## Written instruction
Can you repeat the items below with "a pin is placed" substituted for "a dot is dropped" everywhere, leaving all else unchanged?

Stored data
####################

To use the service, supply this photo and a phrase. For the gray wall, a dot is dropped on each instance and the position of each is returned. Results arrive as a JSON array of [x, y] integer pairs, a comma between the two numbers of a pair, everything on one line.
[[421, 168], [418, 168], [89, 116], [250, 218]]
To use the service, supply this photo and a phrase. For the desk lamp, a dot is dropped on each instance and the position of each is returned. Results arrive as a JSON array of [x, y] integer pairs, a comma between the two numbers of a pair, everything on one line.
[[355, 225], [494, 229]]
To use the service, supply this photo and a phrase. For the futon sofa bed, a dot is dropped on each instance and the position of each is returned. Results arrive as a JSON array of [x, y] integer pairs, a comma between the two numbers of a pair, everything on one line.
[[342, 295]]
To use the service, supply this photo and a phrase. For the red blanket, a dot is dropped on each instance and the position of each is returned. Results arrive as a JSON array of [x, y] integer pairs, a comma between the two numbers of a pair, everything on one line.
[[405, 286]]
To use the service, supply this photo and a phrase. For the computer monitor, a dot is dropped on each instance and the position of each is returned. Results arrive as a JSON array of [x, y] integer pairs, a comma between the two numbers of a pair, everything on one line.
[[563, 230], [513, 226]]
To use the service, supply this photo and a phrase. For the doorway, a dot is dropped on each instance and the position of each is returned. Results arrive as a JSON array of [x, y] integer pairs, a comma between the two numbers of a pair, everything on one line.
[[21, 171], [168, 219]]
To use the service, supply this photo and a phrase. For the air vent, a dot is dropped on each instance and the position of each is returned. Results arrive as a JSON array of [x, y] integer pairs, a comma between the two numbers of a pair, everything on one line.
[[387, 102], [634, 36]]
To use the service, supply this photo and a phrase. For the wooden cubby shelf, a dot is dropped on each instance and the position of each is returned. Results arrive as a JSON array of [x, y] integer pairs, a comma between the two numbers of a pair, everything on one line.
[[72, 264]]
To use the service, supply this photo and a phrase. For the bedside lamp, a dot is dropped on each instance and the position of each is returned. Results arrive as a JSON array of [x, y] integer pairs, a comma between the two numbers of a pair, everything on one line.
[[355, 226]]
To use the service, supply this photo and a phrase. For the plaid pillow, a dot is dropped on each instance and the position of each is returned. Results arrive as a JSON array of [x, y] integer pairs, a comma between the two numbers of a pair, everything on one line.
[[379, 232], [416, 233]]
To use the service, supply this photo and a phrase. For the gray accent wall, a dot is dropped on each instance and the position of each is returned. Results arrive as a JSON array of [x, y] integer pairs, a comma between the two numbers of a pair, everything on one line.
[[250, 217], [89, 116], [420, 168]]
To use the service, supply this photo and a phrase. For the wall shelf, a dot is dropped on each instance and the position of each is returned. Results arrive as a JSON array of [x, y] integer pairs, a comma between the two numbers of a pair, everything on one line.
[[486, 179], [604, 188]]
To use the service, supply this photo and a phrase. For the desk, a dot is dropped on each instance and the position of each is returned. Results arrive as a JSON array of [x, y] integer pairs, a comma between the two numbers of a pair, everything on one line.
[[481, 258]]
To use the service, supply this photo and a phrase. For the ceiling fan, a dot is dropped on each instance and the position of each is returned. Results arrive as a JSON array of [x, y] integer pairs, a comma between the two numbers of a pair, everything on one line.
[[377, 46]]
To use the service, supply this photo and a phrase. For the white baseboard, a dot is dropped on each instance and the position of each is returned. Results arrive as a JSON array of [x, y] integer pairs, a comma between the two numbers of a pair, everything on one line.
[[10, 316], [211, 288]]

####################

## Exercise result
To use the service, supply this photo and a phrase. For the gray wall, a pin is placed on each instance and the position of each is returned. Results arrive as a JSON array of [x, y] integer pairs, a comma between the two numbers of a pair, everything on one line.
[[421, 168], [418, 168], [89, 116], [250, 218]]
To use the service, supply this photo and a phrase. For the desk lamp, a pin is placed on each instance and the position of each is returned. Results arrive as a JSON array of [x, y] integer pairs, a comma between the two numbers of a pair, everything on one line.
[[355, 225], [494, 229]]
To use the service, supply this photo and a phrase. For the futon sofa bed, a pin is placed on each instance and the position of each is returned. Results arrive as a JSON array of [x, y] integer pairs, a comma between the two numbers of a pair, everything on one line.
[[342, 295]]
To use the service, supply this photo and a phrase. For the red blanket, a pin is placed on each instance and the position of each is returned. Results arrive as a JSON array of [x, y] integer pairs, a comma between the two numbers of a pair, everything on one line.
[[405, 286]]
To use the service, supply this photo and a phrase. For the computer monitor, a pin is placed on each instance and the position of each is returned. Results arrive as a JSON array of [x, y] integer pairs, a comma between the two numbers of a pair, everything on one line.
[[563, 230], [513, 226]]
To use the service, supply this photo and a phrase. For the doorway, a pin is placed on each instance and the position of each is returned. Results arrive as a JSON array of [x, y] integer pairs, a comma between the two numbers of a pair, everything on one line.
[[21, 171], [168, 219]]
To use the service, supply this photo and a phrase. For the air vent, a pin is placed on each instance and the position of each is returned. Results arrive as a JSON array of [x, y] integer pairs, a comma between the two numbers of a pair, everything on one line.
[[387, 102], [634, 36]]
To use the service, supply this photo and a phrase. For the wooden cubby shelf, a pin is placed on each instance and the position of each is returned. Results arrive as a JSON array of [x, y] integer pairs, a comma between the two numbers of a pair, everything on one line.
[[72, 264]]
To use the service, supply this photo and a phrase. For the bedside lamp, a pin is placed on each instance and the position of each is returned. Results arrive as a JSON array of [x, y] integer pairs, a comma between the two numbers of a pair, everything on one line.
[[355, 226]]
To use the service, supply this photo and a phrase. For the plaid pillow, a pin is placed on each instance and the position of each is returned. Results arrive as a JSON array of [x, y] integer pairs, a comma between the two numbers of a pair, everything on one line.
[[379, 232], [416, 233]]
To use the service, supply this photo and a phrase. For the gray accent wall, a pin is placed on each instance and the position of each is returned. Results arrive as a JSON array of [x, y] integer pairs, a comma between the two numbers of a pair, everything on one line.
[[250, 217], [89, 116], [420, 168]]
To use the service, supply this photo and a phrase. For the wall shelf, a pin is placed on each instance and the position of each is returned. Results arrive as a JSON array of [x, y] integer pairs, a comma between the two numbers of a pair, everything on one line.
[[486, 179], [604, 188]]
To use the service, supply this photo and a phrase. For the desk, a pin is placed on each instance and the position of each is returned. Results arrive as a JSON array of [x, y] integer pairs, a comma between the two numbers of a pair, everything on one line.
[[481, 258]]
To use the service, supply this photo and a phrase. For the ceiling fan, a pin is placed on each instance and the position of each is returned. Results arrive as a JSON array of [x, y] integer pairs, a comma between the two numbers of a pair, everything on one line.
[[377, 46]]
To use the service, supply this photo and a phrase. For the white baseboard, a pin is placed on each instance and the position of each is returned. Results arrive as a JSON array of [x, y] integer pairs, a comma between the two numbers of a pair, everything on one line.
[[10, 316], [211, 288]]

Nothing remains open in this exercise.